▸ TEXTE CHOISI:
Naître fille au Zimbabwe commence souvent, encore aujourd'hui, par une déception. «Les parents préfèrent les garçons aux filles», dit Betty Makoni. Même si les mentalités changent, les filles quittent plus souvent l'école et leurs droits sont plus souvent bafoués que ceux des garçons.

Que faire pour renverser la tendance? Miser sur la force du groupe, croit Betty Makoni. Et il faut commencer dès l'enfance. Depuis 10 ans, la fondatrice du Girl Child Network (GCN), qui donnera une conférence ce soir à Montréal à l'invitation de l'organisme 60 millions de filles, crée des clubs de filles pour briser leur isolement et prendre leur vie en main. Betty Makoni elle-même n'a pas eu une enfance insouciante. Violée à l'âge de 6 ans, orpheline de mère à 9 ans - sa mère était victime de violence conjugale -, elle a vu, consternée, d'autres filles être abusées et violentées quand elle est devenue enseignante dans une école secondaire. «J'ai réalisé que rien n'avait changé. Au début de l'année, il y avait 50 filles. À la fin, il n'y en avait plus que deux», raconte Mme Makoni dans une entrevue téléphonique.

▸ DONNÉES FOURNIES:

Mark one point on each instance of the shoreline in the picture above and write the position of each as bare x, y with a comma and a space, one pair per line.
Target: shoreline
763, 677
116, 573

▸ À FAIRE:
**A)** D'après le texte sur Betty Makoni, depuis combien de temps crée-t-elle des clubs de filles ?
**B)** Rédigez la suite du texte sur Betty Makoni, à partir de sa dernière phrase.

▸ EXERCICES CORRIGÉS:
**A)** Depuis 10 ans.

**B)**
Privées d'école parce que, bien souvent, elles doivent s'occuper d'un proche atteint du sida, ces filles se coupent aussi d'un réseau social, a constaté Mme Makoni. C'est ainsi qu'elle a fondé son premier club de filles en 1998. Les neuf premières membres ont échangé expériences et solutions pour mieux s'entraider. Le Girl Child Network était né. L'idée a fait des petits: aujourd'hui, quelque 500 clubs sont disséminés au Zimbabwe et rejoignent 30 000 filles, selon le GCN.

De quoi discutent les filles dans leurs clubs? Elles brisent le silence, notamment pour dénoncer les viols et la violence dont elles sont l'objet. Elles sont aussi informées de leurs droits. «La mentalité selon laquelle les filles n'ont pas besoin d'aller à l'école a changé, dit Betty Makoni. Au moins, elles peuvent apprendre à lire. Nos mères ne lisaient pas. Une fille peut désormais dénoncer un abus. Avant, il n'existait pas d'organisme à qui en parler, qui s'occupait de ces cas.»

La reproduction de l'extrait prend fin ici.